**** Document extract

This question came from our site for professional and enthusiast programmers.

You did not tell wether it's working or not. At the moment, you don't like the blinking cursor. That's all you've told. Please give us more information of what works and what doesn't. And I suggest you portforwarding, if the connection could not be established. – Peter Mar 5 '13 at 7:50
@Peter: Read it again. He’s saying that the client process exits immediately upon being started. – Scott Mar 5 '13 at 20:53
Emil: Have you tried -v (and -vv and -vvv)? Do you have a sniffer (e.g., ethereal, Wireshark, tcpdump, …)? Can you see what is happening on the wire? – Scott Mar 5 '13 at 20:54
yes, I have Wireshark. I can try taking a look, but it is a little overwhelming, and I'm not sure what to look for. I took my first Routing/networking class last semester, so I'm new to this. I'll check though and see if anything looks...::ahem:: familiar – Emil Mar 6 '13 at 3:18
up vote 1 down vote accepted

Check that there are no firewalls in the way (to check in Wireshark, verify that a TCP SYN packet arrives at the listening instance) and check that port forwarding is properly set up if you are accessing the internet through a firewall or home router. If you aren't getting a TCP SYN packet, work your way back to the originating machine until you see where it stops. If you see a TCP SYN packet incoming followed by an outgoing TCP SYN/ACK packet, make sure that packet is arriving at the originating node, and that it responds with a TCP ACK.

********
**** Source material

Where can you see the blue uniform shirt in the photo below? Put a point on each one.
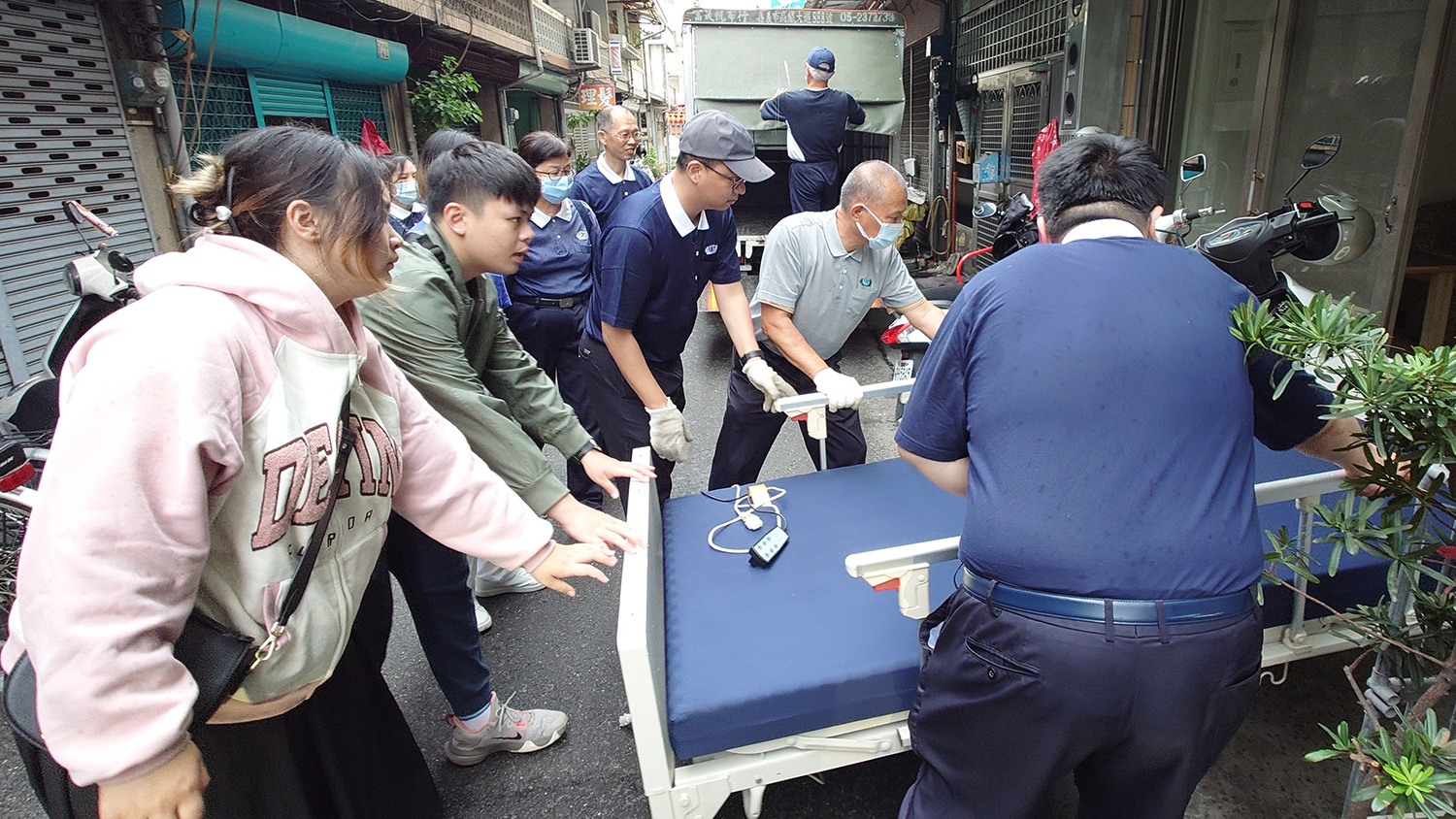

********

## Written exercise 1
In the troubleshooting thread above the listing, which TCP packet types are named in the accepted answer's Wireshark checks?
## Written exercise 2
Resume the troubleshooting thread, starting after its final sentence.

## Exercise result 1
TCP SYN
TCP SYN/ACK
TCP ACK

## Exercise result 2
Based on the fact that it works when listening from Windows and ncatting in from Linux, I would check the personal firewall settings for the firewalls on both Linux and Windows and see if they are configured differently. Make sure you allow incoming traffic on the port you are listening on (in this case 3333).

One difference that exists with real Netcat between Linux and Windows is that in Windows there is a -L flag that causes persistent listening after a closure. This may not have anything to do with this issue, but I thought it was worth mentioning.